Segmentation annotation items
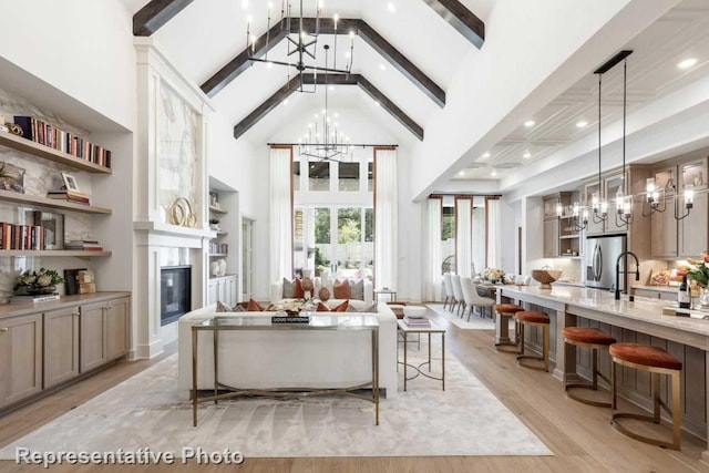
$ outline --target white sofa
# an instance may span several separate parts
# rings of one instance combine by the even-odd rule
[[[354,307],[357,310],[367,309],[369,307],[372,307],[372,305],[374,304],[374,287],[372,286],[372,281],[370,281],[369,279],[363,279],[363,281],[364,281],[363,284],[364,299],[363,300],[349,299],[350,306]],[[332,279],[322,280],[319,277],[312,278],[312,285],[315,287],[312,291],[314,298],[318,297],[318,291],[320,290],[323,284],[325,284],[325,287],[327,287],[328,290],[330,291],[330,297],[331,297],[331,299],[328,299],[327,301],[328,307],[332,308],[343,302],[345,299],[332,298],[335,294],[332,290],[333,280]],[[270,301],[277,302],[279,300],[284,300],[284,280],[282,279],[271,282],[270,285]]]
[[[215,316],[244,317],[274,312],[216,312],[216,304],[178,320],[177,389],[181,400],[192,390],[192,326]],[[360,313],[332,312],[340,317]],[[379,385],[382,395],[398,390],[397,317],[384,302],[373,312],[379,321]],[[197,388],[213,389],[212,333],[198,342]],[[362,331],[234,330],[219,333],[219,381],[247,389],[346,388],[371,381],[371,335]]]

→ What to work on
Reproduce every item above word for word, omitting the pictures.

→ Task result
$ outline --target white sofa
# an instance may span several separate parts
# rings of one instance combine by the even-odd rule
[[[354,307],[357,310],[367,309],[369,307],[372,307],[372,305],[374,304],[374,287],[372,286],[372,281],[370,281],[369,279],[363,279],[363,281],[364,281],[363,284],[364,299],[363,300],[349,299],[350,306]],[[332,279],[322,280],[319,277],[312,278],[312,285],[315,287],[312,291],[314,298],[318,297],[318,291],[320,290],[323,284],[325,284],[325,287],[327,287],[328,290],[330,291],[330,297],[331,297],[331,299],[328,299],[327,301],[328,307],[332,308],[343,302],[345,299],[332,298],[335,294],[332,290],[333,280]],[[270,301],[277,302],[279,300],[284,300],[284,280],[282,279],[271,282],[270,285]]]
[[[215,316],[244,317],[274,312],[216,312],[216,304],[178,320],[177,389],[181,400],[192,390],[192,326]],[[360,313],[332,312],[340,317]],[[379,385],[382,395],[398,390],[397,317],[384,302],[373,312],[379,321]],[[197,388],[213,389],[212,333],[198,342]],[[362,331],[234,330],[219,333],[219,381],[247,389],[346,388],[371,381],[371,335]]]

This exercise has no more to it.